- [Requirements] Give every line of the records below as an item in a numbered list, omitting any blank lines.

- [Extracted information]
:::::
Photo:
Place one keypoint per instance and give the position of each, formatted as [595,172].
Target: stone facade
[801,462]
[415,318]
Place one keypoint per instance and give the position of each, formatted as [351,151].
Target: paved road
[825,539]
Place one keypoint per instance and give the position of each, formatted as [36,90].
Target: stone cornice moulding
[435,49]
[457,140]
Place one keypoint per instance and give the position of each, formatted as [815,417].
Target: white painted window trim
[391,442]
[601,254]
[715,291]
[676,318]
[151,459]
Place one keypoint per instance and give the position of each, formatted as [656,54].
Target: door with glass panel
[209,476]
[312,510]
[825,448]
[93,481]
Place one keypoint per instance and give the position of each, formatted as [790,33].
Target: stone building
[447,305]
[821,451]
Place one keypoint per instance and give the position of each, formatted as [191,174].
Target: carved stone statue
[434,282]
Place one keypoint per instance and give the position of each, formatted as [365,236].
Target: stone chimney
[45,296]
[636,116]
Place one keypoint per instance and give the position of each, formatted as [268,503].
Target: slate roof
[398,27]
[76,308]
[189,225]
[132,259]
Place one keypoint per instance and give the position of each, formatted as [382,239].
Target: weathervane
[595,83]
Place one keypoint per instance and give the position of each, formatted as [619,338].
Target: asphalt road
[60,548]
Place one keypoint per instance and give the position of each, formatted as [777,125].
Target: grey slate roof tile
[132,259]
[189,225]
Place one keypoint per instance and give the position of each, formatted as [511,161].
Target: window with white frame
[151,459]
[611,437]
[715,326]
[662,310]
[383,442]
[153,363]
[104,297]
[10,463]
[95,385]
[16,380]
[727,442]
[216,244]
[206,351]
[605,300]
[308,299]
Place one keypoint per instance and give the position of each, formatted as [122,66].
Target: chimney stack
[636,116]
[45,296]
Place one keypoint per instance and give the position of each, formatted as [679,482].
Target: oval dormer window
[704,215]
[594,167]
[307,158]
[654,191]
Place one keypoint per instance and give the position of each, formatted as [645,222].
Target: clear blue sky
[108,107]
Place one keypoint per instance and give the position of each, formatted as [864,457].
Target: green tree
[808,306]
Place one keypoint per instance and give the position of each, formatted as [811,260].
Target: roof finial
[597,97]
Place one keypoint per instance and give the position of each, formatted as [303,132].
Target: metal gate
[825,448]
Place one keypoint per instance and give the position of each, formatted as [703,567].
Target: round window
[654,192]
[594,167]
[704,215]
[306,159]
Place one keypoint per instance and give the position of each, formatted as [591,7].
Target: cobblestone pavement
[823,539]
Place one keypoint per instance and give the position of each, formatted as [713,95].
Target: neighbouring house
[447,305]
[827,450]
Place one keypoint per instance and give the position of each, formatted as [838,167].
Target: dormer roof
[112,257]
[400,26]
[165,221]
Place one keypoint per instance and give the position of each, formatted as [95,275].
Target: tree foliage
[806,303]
:::::
- [Reply]
1. Photo:
2. Place one keypoint per instance and give the position of each, formatted as [595,172].
3. Target: stone facade
4. [801,462]
5. [415,318]
6. Place one keypoint per instance and give the position of each, formatted as [351,151].
7. Target: paved road
8. [825,539]
9. Place one keypoint per instance and give the position of each, formatted as [36,90].
10. Target: stone cornice moulding
11. [435,49]
12. [457,140]
13. Place one keypoint per instance and give the position of each, formatted as [815,417].
14. Target: white painted window trim
15. [391,442]
16. [601,254]
17. [715,291]
18. [676,318]
19. [151,459]
20. Place one keypoint per instance and give the position of each, formatted as [656,54].
21. Target: door with glass panel
22. [209,476]
23. [312,510]
24. [825,448]
25. [93,481]
26. Place one keypoint per instance and give the position of each, formatted as [790,33].
27. Target: stone building
28. [447,305]
29. [821,451]
30. Place one keypoint per instance and give the position of each, formatted as [191,174].
31. Target: carved stone statue
32. [434,282]
33. Place one keypoint per instance and give the position of each, formatted as [365,236].
34. Target: stone chimney
35. [45,296]
36. [636,116]
37. Place one keypoint per instance and give the position of each, formatted as [268,503].
38. Target: slate roof
39. [398,27]
40. [76,308]
41. [189,225]
42. [132,259]
43. Place one keypoint per instance and give the position of each, formatted as [382,239].
44. Target: weathervane
45. [595,83]
46. Place one keypoint per instance and give the position of each, formatted as [619,338].
47. Target: asphalt road
48. [60,548]
49. Place one keypoint per instance and give the position of each, formatted as [777,125].
50. Target: grey slate roof tile
51. [132,259]
52. [189,225]
53. Place one keypoint per instance and give the position of each, formatted as [511,161].
54. Target: window with white frame
55. [151,459]
56. [611,437]
57. [715,326]
58. [662,310]
59. [383,442]
60. [153,363]
61. [104,297]
62. [10,463]
63. [95,385]
64. [16,380]
65. [727,442]
66. [216,244]
67. [206,351]
68. [605,300]
69. [308,299]
70. Place one keypoint per instance and give the position of each, formatted as [122,66].
71. Target: chimney stack
72. [636,116]
73. [45,296]
74. Place one keypoint per instance and give the position of each, formatted as [679,482].
75. Target: oval dormer window
76. [704,215]
77. [594,167]
78. [307,158]
79. [654,191]
80. Place one keypoint per instance and give the position of each, formatted as [645,222].
81. Target: clear blue sky
82. [108,107]
83. Place one keypoint per instance and give the position of each, formatted as [864,457].
84. Target: green tree
85. [808,306]
86. Place one keypoint per instance and give the position of each, formatted as [811,260].
87. Target: roof finial
88. [597,97]
89. Place one keypoint per instance and give the position of each, formatted as [303,132].
90. Target: metal gate
91. [825,448]
92. Place one keypoint per instance and give the position of each, formatted as [703,567].
93. Target: round window
94. [654,192]
95. [594,167]
96. [704,215]
97. [306,159]
98. Place one keypoint per instance and give the position of each, formatted as [591,7].
99. Target: cobblestone pavement
100. [823,539]
101. Place one keypoint per instance and give the position of each, formatted as [713,95].
102. Target: neighbouring house
103. [447,305]
104. [827,450]
105. Place one keypoint per instance and give the position of each, formatted as [838,167].
106. Target: dormer roof
107. [112,257]
108. [400,26]
109. [165,221]
110. Place one keypoint per instance and give the position of each, formatted as [95,275].
111. Target: tree foliage
112. [806,303]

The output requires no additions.